**QUOTED TEXT:**
>> BEGIN
# Sticky  January 2023 Challenge: CITRUS



## butzy

As it says, anything citrus
Sweet, savoury, alcoholic, it doesn't matter.
Put a bit of lime juice in a dish and it qualifies, or lemon zest. Make orange glaze or just a grapefruit for breakfast. Or marmelade on toast 
Lots of choices.
And hopefully some nice entries
Start cooking 

The usual rules apply - so good luck and happy cooking.

The rules:
The challenge begins on the 1st of every month. The last entry must be made by the last day of the month.
You may post multiple entries.
All entries must be cooked during the month of the challenge.
If you use a documented recipe, please cite your source.
Entries should include the name of your dish and a picture of the final product. Sharing personal recipes and pictures of the process are not mandatory but extremely helpful.
The winner is chosen by the person who posted the challenge, and is announced after the last day of submissions. The decision is final and falls entirely at the discretion of the challenger.
Submitting an entry makes you eligible to win. If you do not wish to be considered for the win you may still participate in the challenge, but make your wishes known to the challenger.
The winner's bounty includes praise, virtual high-fives, and the responsibility of posting the next month's challenge. That entails choosing a theme, posting a Challenge thread that includes the guidelines, checking in on the submissions regularly during the month, and promptly choosing a winner at the end of the challenge.


----------



## chrislehrer

Well, my son will have a good month! He eats oranges at an incredible rate....


----------



## phatch

I'll be using lemons tonight when I cook here at my dad's place. I'll take pics but you won't see them until tomorrow probably.


----------



## brianshaw

Yay… I love citrus dishes, and citrus in dishes. Many of my citrus-based “magic bullets” were spent in the past months challenges so I’ll need to think of something new. Thinking… now that’s really challenging!


----------



## brianshaw

What should I have for breakfast… this:








or this:


----------



## chrislehrer

Personally I'd have a big Bloody Mary to help me think through the decision.


----------



## loomchick

I love it when something makes me laugh early in the morning. Thank you, brianshaw!
>> END
**PROBLEM SET:**
- a) List the distinct usernames of everyone who posted in the citrus challenge thread.
- b) Write the next post in the citrus challenge thread, following loomchick's reply.

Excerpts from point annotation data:
>> BEGIN
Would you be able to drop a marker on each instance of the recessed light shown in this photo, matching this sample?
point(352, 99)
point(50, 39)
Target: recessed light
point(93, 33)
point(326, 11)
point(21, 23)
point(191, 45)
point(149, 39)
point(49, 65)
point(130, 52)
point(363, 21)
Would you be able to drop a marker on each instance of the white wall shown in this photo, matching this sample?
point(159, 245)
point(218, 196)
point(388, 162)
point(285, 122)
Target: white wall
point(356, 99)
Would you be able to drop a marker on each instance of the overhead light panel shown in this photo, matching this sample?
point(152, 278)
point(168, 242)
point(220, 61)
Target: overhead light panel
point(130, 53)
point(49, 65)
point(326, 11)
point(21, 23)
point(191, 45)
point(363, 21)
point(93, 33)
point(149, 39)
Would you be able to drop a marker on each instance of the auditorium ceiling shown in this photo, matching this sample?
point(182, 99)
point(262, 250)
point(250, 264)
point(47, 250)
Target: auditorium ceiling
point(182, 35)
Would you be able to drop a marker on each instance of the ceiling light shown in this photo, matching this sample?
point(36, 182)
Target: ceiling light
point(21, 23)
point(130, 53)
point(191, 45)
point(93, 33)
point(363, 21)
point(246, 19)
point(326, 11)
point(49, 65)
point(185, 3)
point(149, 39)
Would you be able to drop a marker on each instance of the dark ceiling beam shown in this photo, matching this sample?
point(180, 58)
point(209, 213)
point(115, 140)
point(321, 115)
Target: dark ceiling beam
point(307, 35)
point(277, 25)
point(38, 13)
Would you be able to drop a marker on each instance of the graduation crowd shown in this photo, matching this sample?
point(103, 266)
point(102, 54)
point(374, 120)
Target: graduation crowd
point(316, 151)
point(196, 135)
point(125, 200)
>> END
**IN RESPONSE:**
- a) butzy, chrislehrer, phatch, brianshaw, loomchick

- b)
----------



## butzy

I had this vague idea that the first entry would be a G & T 
And that it would be Brian posting it.

We are off to a great start!


----------



## summer57

I picked up a Buddha's Hand today. Was going to freeze it until jam season, but maybe... I'll try to come up with something!


----------



## butzy

Buddha's hand?
No idea? Do you have a picture.
And for what it is worth: I declare jam season open!


----------



## summer57

butzy said:


> Buddha's hand?
> No idea? Do you have a picture.
> And for what it is worth: I declare jam season open!











I found this one at the local grocery, going to check out the Asian markets tomorrow. This one's a little on the scruffy side. I think it's called Citron in French, that's what it's called in my Christine Ferber recipe book, which is in French, hence, Citron lol. She has a few jam/jelly recipes that use it as an accent to pears, apricots, etc.
It's all pith, but not bitter like oranges or lemons, so you can use the whole fruit. It's big, this one is 350 gms. No juice, just the pith. I guess that's how they make candied citron for fruit cake, but it has such a beautiful fragrance and orangey/lemony/citrussy flavour. Nothing like commercial candied citron


----------



## butzy

It looks funny!
Never seen them before, so brownie points to you

Citron just means lemon


----------



## summer57

butzy said:


> It looks funny!
> Never seen them before, so brownie points to you
> 
> Citron just means lemon


I know! It looks ridiculous! I know about lemon=citron, but she specifically refers to it as Citron, separate from Lemon/citron. Confusing. We also saw it in the specialty confiserie shops in Nice. Ferber uses a few fruits in her confitures that I've rarely seen around here.


----------



## butzy

I'm getting it now.
Most cultivars we got today originate from the original Citron, Pomelo and Mandarin species (and Kumquat to a lesser extent)

More here:


https://en.m.wikipedia.org/wiki/Citrus_taxonomy#Citrons


----------



## phatch

The lemons









Further zest preparation









I struggle with equal fineness as I apporach the end of the pile of zest. It gets harder to hold; my skills need more practice. I cut across into a fince mince, not pictured.

Melt a stick of butter. Brown to your desired level. Add GRATED garlic--I used a ginger grater. You want a paste that will disperse into the butter without any bits. This helps build the emulsification and oddly also prevents visible overcooking the garlic. I thought my pile of grated garlic looked small, so I minced up the garlic stubs left over from grating. Bit of a mistake that was. 

Stirring gently all the while to develop the emulsion, add half the lemon zest, stir til aromatic, add lemon juice, maybe 3/4 of the juice so you can adjust the final acidity to taste along the way. Reduce a bit, add some cream and chicken base. The source recipe specifies Better than Bouillon, this is to save reduction time of using chicken stock but does explain you can use stock, you just have more reduction time. I'm not following the original recipe, which includes nuts and some other things. I'll link it at the end just for reference.











My garlic bits have betrayed me as you can see. Season with salt and pepper with consideration for the flavors of what you'll use it on.--Also remember additional saltiness from the parmesan cheese on the pasta if you'll be using any.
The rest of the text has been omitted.